PROBLEM DESCRIPTION
Please copy out the part of the records that opens with the line containing "Question. Provide the position of each instance of the glazed" and closes with the line containing "x=464 y=641", both included, with the requests as well. Shift every coordinate in the answers up by 78, leaving the numbers in the requests and their sample formats unchanged.

ENTRIES SUPPLIED
↓

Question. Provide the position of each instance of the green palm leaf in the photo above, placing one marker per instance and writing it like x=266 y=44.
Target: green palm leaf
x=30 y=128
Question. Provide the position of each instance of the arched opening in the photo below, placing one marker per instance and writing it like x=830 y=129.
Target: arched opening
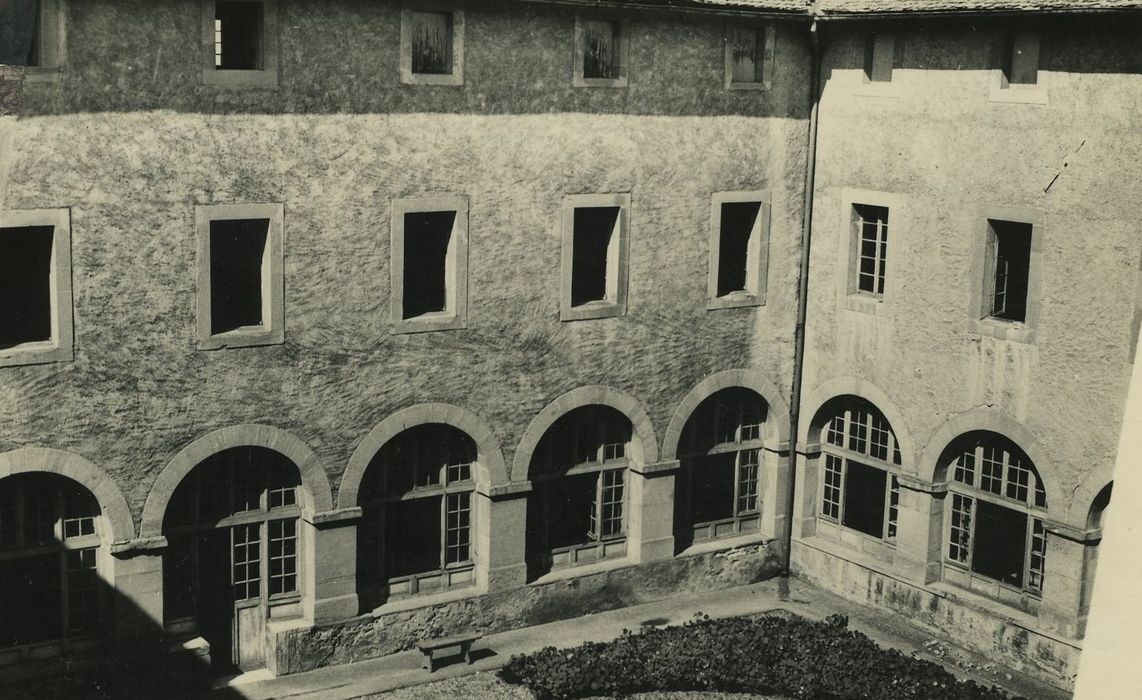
x=995 y=523
x=718 y=489
x=51 y=558
x=232 y=561
x=417 y=496
x=577 y=512
x=859 y=498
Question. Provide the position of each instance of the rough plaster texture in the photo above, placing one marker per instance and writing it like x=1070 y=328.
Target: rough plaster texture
x=962 y=152
x=374 y=636
x=131 y=144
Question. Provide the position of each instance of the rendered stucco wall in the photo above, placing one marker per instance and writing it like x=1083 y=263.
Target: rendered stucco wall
x=131 y=143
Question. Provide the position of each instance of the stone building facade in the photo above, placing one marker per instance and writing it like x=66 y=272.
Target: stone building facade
x=387 y=319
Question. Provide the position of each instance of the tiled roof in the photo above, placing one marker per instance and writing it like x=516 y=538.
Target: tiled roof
x=862 y=7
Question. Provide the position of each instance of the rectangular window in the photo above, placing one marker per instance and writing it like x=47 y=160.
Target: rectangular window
x=238 y=35
x=1021 y=66
x=871 y=233
x=601 y=51
x=35 y=314
x=1010 y=259
x=240 y=275
x=863 y=498
x=748 y=56
x=432 y=45
x=595 y=243
x=282 y=556
x=457 y=529
x=240 y=42
x=739 y=246
x=879 y=56
x=429 y=264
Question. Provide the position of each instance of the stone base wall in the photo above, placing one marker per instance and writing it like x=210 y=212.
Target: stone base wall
x=980 y=627
x=370 y=636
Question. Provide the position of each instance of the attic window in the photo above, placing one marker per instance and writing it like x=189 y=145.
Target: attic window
x=238 y=35
x=432 y=45
x=602 y=48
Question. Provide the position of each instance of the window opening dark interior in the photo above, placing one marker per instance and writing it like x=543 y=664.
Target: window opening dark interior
x=427 y=235
x=746 y=50
x=865 y=489
x=1000 y=542
x=238 y=35
x=432 y=42
x=592 y=241
x=1013 y=265
x=601 y=48
x=236 y=258
x=738 y=223
x=25 y=284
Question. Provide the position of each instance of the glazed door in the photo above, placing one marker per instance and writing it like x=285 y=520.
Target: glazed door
x=249 y=633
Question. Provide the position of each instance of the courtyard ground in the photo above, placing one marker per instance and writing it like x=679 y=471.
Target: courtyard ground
x=400 y=676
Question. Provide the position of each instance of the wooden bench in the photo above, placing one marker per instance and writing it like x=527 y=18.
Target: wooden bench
x=464 y=641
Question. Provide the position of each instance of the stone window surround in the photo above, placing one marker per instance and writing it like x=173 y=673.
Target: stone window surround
x=769 y=31
x=999 y=89
x=981 y=322
x=849 y=244
x=620 y=249
x=272 y=330
x=577 y=78
x=758 y=272
x=61 y=347
x=456 y=78
x=53 y=42
x=266 y=78
x=456 y=314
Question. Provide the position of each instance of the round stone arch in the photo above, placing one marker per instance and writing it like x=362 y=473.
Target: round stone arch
x=809 y=432
x=586 y=395
x=83 y=472
x=490 y=468
x=992 y=420
x=318 y=497
x=777 y=418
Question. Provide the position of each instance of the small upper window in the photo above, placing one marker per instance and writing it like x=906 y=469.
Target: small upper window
x=429 y=264
x=1010 y=260
x=879 y=56
x=870 y=233
x=35 y=307
x=240 y=275
x=1021 y=63
x=432 y=45
x=739 y=241
x=241 y=35
x=602 y=47
x=748 y=56
x=595 y=256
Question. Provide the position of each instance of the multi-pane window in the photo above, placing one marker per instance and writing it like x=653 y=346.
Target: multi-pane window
x=1008 y=258
x=870 y=225
x=232 y=531
x=721 y=463
x=577 y=511
x=998 y=505
x=417 y=528
x=238 y=35
x=601 y=51
x=49 y=553
x=860 y=490
x=432 y=45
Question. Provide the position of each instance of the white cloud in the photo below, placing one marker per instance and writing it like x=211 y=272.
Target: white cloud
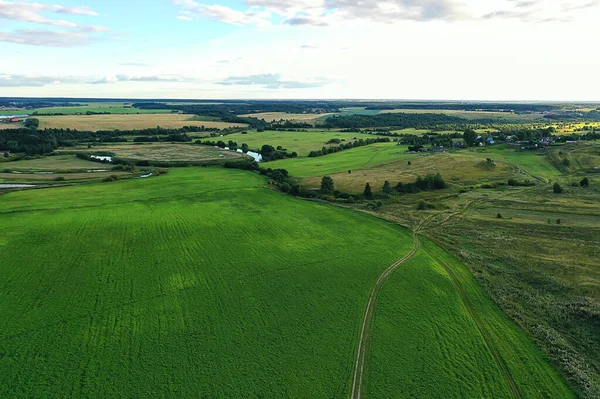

↑

TASK ANSWER
Question. Provide the position of each instance of the glazed door in the photo above, placing one marker per instance and writing it like x=285 y=520.
Target: glazed door
x=327 y=711
Question. Provide the position of each instance of the courtyard ground in the photo above, placing one marker per instance and writing it like x=679 y=471.
Target: courtyard ground
x=478 y=754
Question. Provide the position of each instance of the wooden bench in the photo above, placing one marker per instance and writing it like x=527 y=18.
Target: wooden bench
x=542 y=719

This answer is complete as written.